[EXCERPTED PASSAGE — start]

Instead of lard, fried soya bean crumbs are added for crunch.
One of the first few times that Nick cooked vegetarian “pomfret” was for a family dinner on the first day of Chinese New Year a few years ago. He cooked for 12 people.
The five-course vegetarian meal included dishes such as curry with mock chicken meat and potatoes, broccoli with mushrooms and his “signature dish”, lotus root soup with radish and corn.
The 45-year-old recalls: “It was pressurizing as it was my first time cooking for so many people. I spent the whole day in the kitchen chopping and cooking.
“It is my way of showing sincerity through the effort that I put into cooking.”
The actor eats vegetarian food most of the time as it is “healthier and environmentally friendly”.
The actor is also such a fan of Chinese opera that he founded the events company Tok Tok Chiang. A self-confessed perfectionist, he admits he fusses over the intricate decorations of his dishes. He likes to cut cherry tomatoes into traditional shapes like rabbits and he crafts flowers from shredded carrots and Japanese cucumbers.

[EXCERPTED PASSAGE — finish]
[RECORDS SUPPLIED — start]

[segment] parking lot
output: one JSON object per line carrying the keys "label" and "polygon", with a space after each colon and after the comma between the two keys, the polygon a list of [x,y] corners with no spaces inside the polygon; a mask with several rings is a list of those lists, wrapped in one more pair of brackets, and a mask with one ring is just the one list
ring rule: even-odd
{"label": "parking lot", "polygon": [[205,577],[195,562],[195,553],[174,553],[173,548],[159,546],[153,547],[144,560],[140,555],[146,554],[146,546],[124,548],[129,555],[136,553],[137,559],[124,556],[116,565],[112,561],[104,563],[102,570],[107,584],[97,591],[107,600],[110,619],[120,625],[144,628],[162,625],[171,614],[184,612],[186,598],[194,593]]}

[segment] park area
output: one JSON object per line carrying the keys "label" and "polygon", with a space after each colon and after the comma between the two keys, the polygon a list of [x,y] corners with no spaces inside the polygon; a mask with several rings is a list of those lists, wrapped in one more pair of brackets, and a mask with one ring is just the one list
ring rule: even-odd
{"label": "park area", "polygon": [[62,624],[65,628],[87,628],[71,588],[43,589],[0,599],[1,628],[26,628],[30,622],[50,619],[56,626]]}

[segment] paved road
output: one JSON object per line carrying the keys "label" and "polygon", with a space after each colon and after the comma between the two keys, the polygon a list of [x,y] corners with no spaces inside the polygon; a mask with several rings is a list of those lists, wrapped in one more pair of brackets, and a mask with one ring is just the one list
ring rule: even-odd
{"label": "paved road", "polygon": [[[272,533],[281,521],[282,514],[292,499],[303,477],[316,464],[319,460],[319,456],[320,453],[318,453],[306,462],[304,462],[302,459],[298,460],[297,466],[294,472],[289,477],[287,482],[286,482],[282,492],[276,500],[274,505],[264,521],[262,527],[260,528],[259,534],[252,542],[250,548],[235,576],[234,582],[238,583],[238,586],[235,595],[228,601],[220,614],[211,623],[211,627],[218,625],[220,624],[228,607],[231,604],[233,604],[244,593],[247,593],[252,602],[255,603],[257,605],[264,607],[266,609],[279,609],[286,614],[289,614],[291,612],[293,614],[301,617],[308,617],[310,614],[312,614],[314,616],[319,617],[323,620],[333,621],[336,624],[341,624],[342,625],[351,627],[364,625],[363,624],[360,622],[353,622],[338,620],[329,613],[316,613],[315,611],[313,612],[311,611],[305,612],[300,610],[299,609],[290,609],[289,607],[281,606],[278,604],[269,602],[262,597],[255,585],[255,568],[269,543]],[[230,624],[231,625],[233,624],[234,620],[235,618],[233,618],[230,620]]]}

[RECORDS SUPPLIED — finish]

[PROBLEM SET]:
**A)** In the passage on Nick's vegetarian cooking, how many people did he cook for at the family dinner on the first day of Chinese New Year?
**B)** Copy word for word everything from "One of the first" down to "chopping and cooking." in the passage on Nick's vegetarian cooking.

[TASK-BY-TASK ANSWERS]:
**A)** He cooked for 12 people.

**B)**
One of the first few times that Nick cooked vegetarian “pomfret” was for a family dinner on the first day of Chinese New Year a few years ago. He cooked for 12 people.
The five-course vegetarian meal included dishes such as curry with mock chicken meat and potatoes, broccoli with mushrooms and his “signature dish”, lotus root soup with radish and corn.
The 45-year-old recalls: “It was pressurizing as it was my first time cooking for so many people. I spent the whole day in the kitchen chopping and cooking.